# Texto extraído
= = = =

Ontem conversando com alguns alunos sobre
um fato ocorrido neste último fim de semana, onde um adolescente ficou
tetraplégico durante uma luta que se realizava em um torneio de jiu-jtsu
no Espírito Santo, notei que tal fato gerou muita discussão entre eles,
em especial sobre a possibilidade do outro lutador ser penalizado pelo
fato e pela possibilidade de se aplicar no caso alguma das causas de
justificação de um ilícito penal.
Claro que várias questões envolvendo o
torneio devem ser melhores analisadas, principalmente no que tange as
regras e condições em que se realizavam as lutas, pois já há várias
informações, inclusive com opiniões de especialistas, dizendo que a luta
não deveria ter ocorrido por vários fatores, mas ocorre que não nos
cabe aqui tecer maiores comentários sobre tais indagações, até porque
nem teríamos condições para fazê-los.

= = = =

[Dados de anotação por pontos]
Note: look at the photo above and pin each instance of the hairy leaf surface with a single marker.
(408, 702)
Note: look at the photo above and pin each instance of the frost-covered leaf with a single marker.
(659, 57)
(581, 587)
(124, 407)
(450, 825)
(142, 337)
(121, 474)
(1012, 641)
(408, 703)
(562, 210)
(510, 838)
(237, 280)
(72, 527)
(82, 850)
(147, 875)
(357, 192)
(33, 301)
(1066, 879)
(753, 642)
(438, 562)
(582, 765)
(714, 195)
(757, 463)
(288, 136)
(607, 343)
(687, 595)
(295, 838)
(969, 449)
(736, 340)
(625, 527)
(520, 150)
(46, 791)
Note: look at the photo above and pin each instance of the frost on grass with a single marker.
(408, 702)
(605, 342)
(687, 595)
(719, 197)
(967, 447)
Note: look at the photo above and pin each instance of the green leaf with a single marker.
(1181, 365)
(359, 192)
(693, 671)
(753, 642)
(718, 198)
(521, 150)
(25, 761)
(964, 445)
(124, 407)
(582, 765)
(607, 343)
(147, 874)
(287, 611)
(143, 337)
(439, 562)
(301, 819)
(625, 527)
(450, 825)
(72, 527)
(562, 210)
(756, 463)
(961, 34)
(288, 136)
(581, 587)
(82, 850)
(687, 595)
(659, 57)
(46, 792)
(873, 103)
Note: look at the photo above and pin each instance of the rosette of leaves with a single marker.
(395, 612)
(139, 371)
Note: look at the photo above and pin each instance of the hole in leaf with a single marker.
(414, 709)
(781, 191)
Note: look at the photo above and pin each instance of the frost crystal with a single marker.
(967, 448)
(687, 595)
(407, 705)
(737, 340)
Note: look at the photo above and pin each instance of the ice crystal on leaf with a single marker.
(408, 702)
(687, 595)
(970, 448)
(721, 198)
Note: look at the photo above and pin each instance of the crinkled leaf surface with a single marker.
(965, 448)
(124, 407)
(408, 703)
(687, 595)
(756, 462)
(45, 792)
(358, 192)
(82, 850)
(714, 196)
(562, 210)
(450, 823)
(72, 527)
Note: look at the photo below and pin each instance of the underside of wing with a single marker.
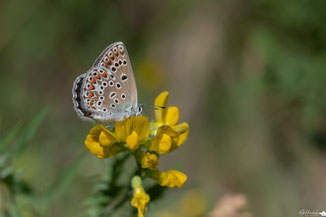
(115, 58)
(101, 96)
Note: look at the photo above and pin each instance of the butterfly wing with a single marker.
(99, 95)
(115, 58)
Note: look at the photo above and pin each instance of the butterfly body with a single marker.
(107, 91)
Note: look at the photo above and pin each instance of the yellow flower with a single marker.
(140, 198)
(149, 161)
(169, 138)
(169, 116)
(132, 130)
(101, 142)
(169, 179)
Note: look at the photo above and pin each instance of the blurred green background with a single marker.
(248, 76)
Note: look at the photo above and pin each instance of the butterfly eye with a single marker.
(113, 94)
(110, 54)
(124, 77)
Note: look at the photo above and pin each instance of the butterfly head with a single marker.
(139, 109)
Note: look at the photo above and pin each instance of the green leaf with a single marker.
(10, 137)
(29, 132)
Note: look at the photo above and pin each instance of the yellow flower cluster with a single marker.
(146, 141)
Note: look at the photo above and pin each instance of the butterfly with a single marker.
(107, 91)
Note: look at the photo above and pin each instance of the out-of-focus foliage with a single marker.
(249, 76)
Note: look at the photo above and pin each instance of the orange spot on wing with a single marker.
(104, 74)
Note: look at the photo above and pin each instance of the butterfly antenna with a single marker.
(148, 115)
(156, 107)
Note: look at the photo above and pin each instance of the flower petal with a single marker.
(162, 101)
(133, 141)
(149, 161)
(163, 141)
(139, 124)
(107, 138)
(171, 116)
(172, 178)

= = = =

# Instruções e requisitos
Transcreva o trecho do texto sobre o torneio de jiu-jítsu, começando em "Claro que várias" e terminando em "condições para fazê-los.". Os registros não têm nenhuma relação com o texto sobre o torneio de jiu-jítsu.

# Solução do exercício
Claro que várias questões envolvendo o
torneio devem ser melhores analisadas, principalmente no que tange as
regras e condições em que se realizavam as lutas, pois já há várias
informações, inclusive com opiniões de especialistas, dizendo que a luta
não deveria ter ocorrido por vários fatores, mas ocorre que não nos
cabe aqui tecer maiores comentários sobre tais indagações, até porque
nem teríamos condições para fazê-los.